>> BEGIN Entries
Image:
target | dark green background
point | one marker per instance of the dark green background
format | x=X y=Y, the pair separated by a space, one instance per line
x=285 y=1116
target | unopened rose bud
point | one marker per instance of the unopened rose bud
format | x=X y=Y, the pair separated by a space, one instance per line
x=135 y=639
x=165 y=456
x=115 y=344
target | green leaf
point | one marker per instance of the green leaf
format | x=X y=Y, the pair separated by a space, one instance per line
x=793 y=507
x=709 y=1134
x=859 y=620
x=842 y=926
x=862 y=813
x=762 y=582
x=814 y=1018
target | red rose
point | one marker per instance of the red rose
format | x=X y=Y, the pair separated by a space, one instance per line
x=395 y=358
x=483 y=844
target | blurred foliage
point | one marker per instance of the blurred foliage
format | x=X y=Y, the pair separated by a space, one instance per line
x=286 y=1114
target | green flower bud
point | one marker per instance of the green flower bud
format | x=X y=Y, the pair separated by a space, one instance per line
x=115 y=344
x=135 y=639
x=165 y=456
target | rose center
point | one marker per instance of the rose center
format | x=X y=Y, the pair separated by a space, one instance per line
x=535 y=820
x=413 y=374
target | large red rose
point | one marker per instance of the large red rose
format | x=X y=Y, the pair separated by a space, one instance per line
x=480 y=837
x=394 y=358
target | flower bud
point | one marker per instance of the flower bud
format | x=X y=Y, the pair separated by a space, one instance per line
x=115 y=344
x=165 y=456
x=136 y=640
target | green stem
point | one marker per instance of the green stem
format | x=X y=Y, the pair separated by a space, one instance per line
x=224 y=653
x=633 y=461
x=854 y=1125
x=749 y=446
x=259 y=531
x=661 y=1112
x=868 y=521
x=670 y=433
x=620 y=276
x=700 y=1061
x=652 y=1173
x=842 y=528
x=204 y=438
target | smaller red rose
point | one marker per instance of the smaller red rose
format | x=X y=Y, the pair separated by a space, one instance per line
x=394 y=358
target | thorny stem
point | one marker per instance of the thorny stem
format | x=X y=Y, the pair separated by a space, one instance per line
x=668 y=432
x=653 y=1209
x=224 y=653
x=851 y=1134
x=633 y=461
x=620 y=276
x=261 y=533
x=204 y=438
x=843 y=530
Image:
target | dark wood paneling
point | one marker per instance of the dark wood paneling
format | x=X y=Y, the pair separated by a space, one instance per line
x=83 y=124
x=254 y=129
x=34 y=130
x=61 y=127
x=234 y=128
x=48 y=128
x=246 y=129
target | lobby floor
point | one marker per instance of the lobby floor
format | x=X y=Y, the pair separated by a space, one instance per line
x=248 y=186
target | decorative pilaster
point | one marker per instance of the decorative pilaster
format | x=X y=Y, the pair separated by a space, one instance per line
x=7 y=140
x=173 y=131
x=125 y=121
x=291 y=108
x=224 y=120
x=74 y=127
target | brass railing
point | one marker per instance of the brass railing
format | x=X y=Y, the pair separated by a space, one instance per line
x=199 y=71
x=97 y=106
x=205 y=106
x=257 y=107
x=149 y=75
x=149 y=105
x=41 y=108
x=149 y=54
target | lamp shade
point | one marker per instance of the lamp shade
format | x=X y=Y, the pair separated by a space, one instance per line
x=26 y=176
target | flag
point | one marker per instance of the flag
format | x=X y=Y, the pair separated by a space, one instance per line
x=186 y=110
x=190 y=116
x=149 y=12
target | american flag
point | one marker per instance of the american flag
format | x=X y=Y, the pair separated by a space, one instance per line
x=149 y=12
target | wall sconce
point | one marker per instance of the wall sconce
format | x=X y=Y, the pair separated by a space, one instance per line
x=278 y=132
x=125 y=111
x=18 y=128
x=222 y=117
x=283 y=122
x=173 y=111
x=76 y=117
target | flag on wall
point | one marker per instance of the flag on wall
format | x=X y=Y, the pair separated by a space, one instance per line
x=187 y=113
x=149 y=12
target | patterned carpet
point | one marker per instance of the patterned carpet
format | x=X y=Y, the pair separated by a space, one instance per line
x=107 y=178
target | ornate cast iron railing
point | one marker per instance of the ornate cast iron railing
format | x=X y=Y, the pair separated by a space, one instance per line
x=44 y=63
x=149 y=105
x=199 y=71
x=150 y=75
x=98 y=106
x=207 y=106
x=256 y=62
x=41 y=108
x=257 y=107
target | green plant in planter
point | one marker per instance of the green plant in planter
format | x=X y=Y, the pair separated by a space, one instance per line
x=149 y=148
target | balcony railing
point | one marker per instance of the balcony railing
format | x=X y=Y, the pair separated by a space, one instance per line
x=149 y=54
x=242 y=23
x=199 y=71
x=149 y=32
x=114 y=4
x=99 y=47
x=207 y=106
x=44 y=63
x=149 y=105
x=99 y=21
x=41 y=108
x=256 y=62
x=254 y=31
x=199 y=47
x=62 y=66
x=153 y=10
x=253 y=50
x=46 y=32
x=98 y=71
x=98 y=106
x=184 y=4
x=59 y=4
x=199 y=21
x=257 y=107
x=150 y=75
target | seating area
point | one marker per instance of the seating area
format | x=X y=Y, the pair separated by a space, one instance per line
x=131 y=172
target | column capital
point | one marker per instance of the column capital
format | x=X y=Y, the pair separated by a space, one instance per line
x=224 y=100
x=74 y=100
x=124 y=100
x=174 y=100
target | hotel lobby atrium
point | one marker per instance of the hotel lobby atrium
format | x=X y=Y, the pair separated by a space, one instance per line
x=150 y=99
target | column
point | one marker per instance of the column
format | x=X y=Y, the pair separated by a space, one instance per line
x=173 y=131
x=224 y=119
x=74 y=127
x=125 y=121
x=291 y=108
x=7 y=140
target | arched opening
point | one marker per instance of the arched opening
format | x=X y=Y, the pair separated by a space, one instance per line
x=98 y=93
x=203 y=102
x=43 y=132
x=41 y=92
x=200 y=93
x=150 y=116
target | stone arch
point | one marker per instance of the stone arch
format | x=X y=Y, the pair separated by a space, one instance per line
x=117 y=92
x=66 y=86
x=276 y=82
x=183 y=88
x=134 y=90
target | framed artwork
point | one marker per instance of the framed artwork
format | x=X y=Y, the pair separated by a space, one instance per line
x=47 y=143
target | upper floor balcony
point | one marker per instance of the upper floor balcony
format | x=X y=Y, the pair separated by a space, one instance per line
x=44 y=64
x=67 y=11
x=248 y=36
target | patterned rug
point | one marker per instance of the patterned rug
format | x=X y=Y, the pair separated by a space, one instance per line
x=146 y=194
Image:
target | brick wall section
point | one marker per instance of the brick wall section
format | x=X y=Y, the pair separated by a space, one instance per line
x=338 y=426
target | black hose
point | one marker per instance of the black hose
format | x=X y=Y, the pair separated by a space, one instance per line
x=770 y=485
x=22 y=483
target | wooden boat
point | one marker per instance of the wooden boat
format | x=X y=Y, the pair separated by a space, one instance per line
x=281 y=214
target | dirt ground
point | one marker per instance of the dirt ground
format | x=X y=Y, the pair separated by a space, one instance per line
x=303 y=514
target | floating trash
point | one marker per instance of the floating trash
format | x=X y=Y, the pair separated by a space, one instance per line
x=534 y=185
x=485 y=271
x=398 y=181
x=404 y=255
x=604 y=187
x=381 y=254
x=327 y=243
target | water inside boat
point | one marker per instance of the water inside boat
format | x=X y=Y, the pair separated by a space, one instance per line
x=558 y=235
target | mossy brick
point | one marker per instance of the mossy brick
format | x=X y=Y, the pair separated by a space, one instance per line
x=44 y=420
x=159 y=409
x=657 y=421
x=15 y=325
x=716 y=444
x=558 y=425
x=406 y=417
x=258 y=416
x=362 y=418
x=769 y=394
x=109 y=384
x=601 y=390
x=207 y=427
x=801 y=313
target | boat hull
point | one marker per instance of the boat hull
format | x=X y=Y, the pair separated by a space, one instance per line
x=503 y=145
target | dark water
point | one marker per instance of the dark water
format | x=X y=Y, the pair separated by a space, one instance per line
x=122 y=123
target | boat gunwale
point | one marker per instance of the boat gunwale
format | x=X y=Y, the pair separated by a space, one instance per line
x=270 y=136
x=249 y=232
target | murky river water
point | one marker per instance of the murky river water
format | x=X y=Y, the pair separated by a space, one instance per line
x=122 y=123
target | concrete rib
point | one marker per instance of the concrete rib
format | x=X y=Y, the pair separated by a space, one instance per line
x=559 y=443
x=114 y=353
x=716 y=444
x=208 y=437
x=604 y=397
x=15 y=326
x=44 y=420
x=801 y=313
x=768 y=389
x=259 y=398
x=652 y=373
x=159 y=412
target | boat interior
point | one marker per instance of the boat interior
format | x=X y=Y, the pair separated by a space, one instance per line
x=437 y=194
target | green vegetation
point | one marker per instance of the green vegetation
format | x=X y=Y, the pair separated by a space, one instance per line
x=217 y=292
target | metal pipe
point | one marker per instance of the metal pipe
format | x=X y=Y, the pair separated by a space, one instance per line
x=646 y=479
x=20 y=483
>> END Entries
| Aim of the task |
Can you pull out every line from the start of the entries through the line containing "x=814 y=1018", including that line, and reproduce them unchanged?

| Solution below |
Image:
target | dark green background
point | one marker per instance of the dark green background
format | x=X y=Y, the pair separated by a space, one instance per line
x=285 y=1116
target | unopened rose bud
point | one marker per instance of the unopened rose bud
format | x=X y=Y, the pair separated by a space, one instance per line
x=135 y=639
x=165 y=456
x=115 y=344
target | green leaf
point | one marker per instance of the green leaf
format | x=X y=Y, the pair separated by a space, one instance per line
x=793 y=507
x=709 y=1134
x=859 y=620
x=842 y=926
x=862 y=813
x=762 y=582
x=814 y=1018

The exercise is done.